=== 抜粋本文 ===

これを怠ると塗装をはじいたり、塗装できた後に塗装が剥がれたりするので、塗装の前には必ず行いましょう。
離型剤落としや脱脂に付いては別記事の「レジンキャストキットの脱脂」で紹介しているので、そちらを参考にして下さい。
塗装時には、各パーツに持ち手になる支持棒を取り付けます。
私は1mmと1.5mm、2mmの真鍮線を使っています。大部分は1mmで行い、大きいパーツは1.5mmや2mmと言う具合に使い分けています。
支持棒として真鍮線を使うのは、切断のしやすさと、曲がり難さや折れにくささが両立しているからです。
鉄やステンレスは切断がとても大変です。
アルミは切断し易いのですが、曲がりやすく、折れてしまう事もあります。
接着面など完成したら見えない部分にドリルで穴あけして、真鍮線を差し込んで取り付けます。
以前は大きなパーツには2.5mmや3mmの真鍮線を使う事もありました。

===

指示
a) 塗装準備についての抜粋本文では、支持棒に真鍮線を使う理由として何が挙げられていますか。
b) 塗装準備についての抜粋本文を、最後の文の続きから書き継いでください。

=== 提供データ ===

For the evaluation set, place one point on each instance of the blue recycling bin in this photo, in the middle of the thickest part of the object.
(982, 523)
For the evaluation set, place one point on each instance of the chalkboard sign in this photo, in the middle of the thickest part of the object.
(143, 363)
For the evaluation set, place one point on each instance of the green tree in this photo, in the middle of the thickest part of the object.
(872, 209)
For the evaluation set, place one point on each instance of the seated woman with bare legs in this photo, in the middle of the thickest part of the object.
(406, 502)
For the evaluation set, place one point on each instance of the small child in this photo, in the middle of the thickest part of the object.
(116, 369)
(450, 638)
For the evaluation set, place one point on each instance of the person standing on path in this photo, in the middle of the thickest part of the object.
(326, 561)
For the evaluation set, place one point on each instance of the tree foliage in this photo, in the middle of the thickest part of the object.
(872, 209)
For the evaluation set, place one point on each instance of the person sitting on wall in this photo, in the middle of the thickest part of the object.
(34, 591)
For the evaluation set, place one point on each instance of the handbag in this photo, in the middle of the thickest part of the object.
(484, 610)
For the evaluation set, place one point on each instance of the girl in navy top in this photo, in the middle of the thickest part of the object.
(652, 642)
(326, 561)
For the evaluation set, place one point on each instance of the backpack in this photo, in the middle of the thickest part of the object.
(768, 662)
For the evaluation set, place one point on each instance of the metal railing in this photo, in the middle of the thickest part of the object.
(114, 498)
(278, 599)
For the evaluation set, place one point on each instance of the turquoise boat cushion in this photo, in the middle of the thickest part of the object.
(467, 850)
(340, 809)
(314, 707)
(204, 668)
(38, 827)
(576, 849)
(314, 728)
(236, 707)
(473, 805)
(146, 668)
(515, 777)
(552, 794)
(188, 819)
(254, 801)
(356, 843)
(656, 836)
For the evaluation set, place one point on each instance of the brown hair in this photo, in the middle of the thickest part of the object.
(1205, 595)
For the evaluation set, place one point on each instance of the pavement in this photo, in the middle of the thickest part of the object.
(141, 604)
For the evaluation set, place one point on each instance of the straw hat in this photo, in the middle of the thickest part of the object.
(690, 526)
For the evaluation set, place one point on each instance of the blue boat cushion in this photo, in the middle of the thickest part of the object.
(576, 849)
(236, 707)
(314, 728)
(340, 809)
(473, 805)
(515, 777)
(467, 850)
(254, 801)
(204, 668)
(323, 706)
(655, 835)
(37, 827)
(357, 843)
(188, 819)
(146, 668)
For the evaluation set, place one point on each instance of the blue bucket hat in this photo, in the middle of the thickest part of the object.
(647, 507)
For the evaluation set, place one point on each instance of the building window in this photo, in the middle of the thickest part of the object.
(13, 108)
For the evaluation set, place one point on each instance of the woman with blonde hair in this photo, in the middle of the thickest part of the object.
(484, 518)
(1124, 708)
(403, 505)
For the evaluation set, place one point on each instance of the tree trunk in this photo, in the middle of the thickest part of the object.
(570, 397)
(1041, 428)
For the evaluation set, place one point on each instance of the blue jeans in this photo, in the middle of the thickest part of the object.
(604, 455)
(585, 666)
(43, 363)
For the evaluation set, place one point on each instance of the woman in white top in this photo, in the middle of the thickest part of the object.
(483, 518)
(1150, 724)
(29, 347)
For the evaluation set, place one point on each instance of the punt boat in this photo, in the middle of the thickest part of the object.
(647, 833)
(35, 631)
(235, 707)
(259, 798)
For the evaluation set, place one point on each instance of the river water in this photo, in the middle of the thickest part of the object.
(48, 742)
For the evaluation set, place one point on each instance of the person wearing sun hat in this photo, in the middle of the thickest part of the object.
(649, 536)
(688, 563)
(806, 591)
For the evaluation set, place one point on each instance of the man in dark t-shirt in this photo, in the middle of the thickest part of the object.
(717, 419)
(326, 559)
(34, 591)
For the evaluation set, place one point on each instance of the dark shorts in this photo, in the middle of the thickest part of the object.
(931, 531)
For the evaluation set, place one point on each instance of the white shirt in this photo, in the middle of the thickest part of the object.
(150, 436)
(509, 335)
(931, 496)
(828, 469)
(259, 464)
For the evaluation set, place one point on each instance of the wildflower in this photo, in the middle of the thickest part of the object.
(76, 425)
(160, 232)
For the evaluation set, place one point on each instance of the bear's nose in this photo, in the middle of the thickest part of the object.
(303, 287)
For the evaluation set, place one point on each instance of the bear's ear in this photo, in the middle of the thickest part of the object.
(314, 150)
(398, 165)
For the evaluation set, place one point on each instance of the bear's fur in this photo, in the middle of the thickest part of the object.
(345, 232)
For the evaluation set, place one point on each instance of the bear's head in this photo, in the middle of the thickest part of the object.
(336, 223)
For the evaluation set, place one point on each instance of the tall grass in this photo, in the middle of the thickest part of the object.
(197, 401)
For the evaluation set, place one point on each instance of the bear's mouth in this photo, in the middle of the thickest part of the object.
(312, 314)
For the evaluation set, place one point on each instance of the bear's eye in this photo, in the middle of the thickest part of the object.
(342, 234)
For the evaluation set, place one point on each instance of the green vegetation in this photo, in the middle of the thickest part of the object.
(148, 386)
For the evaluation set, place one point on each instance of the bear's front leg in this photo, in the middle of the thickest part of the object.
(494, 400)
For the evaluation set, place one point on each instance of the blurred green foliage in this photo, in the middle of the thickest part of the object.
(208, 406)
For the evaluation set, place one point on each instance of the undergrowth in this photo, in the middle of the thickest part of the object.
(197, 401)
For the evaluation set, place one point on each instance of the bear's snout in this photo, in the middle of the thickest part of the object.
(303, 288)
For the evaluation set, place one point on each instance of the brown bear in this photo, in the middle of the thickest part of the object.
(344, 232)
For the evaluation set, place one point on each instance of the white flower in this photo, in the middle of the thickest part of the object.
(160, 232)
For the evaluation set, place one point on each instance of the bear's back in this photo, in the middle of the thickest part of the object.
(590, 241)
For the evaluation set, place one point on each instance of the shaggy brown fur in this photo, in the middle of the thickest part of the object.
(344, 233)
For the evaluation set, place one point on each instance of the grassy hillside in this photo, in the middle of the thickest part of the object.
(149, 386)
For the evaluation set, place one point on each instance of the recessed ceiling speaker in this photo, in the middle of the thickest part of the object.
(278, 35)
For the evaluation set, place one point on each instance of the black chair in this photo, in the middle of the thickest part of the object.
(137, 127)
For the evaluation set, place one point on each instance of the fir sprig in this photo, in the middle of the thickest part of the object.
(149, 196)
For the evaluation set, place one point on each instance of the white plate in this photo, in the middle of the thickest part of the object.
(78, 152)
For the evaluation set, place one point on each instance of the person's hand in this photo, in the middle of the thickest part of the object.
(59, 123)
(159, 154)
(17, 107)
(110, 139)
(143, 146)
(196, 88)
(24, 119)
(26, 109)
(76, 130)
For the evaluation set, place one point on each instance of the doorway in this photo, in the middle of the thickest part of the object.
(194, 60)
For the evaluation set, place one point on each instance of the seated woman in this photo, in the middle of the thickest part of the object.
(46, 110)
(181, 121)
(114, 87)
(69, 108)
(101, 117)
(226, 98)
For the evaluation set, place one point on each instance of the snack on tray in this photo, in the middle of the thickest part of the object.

===

解答
a) 切断のしやすさと、曲がりにくさや折れにくさが両立しているからです。

b)
2.5mm以上の穴あけ加工は大変なので、1.5mmや2mmの真鍮線を複数使っています。
重量のあるパーツは真鍮線を軸にパーツが回転してしまう事がありますが、2本以上の真鍮線を取り付ければ、回転してしまうのを避けられます。
真鍮線の様な金属線ほプラモ用のニッパーで切断しようとすると、一回で刃が欠けるので、100円均一で売られている物でも良いので、専用の切断工具を使いましょう。
左から、ウエーブ HG金属線用ニッパー1.0、HG金属線用ニッパー2.0。
それぞれ1.0mmと2.0mmまでの真鍮線に対応。
ゴッドハンド メタルラインニッパー。
4,000円以上するので、模型用の金属線用ニッハーとしては高価な部類だが、2.0mmまでの真鍮線に対応しているので上の二種類に一つで代替可能です。
ハイキューパーツ 垂直ドリルガイド。
真鍮線を通す為の穴を垂直に空ける道具。
写真は2.0mm用
支持棒を取り付ける為の穴あけは、Waveのワンタッチピンバイスと、マキタの充電式ドライバドリルを使っています。
Waveのワンタッチピンバイスは六角タイプなので、普通のドリルを固定するピンバイスの様にドリルが滑って空回りする事がありません。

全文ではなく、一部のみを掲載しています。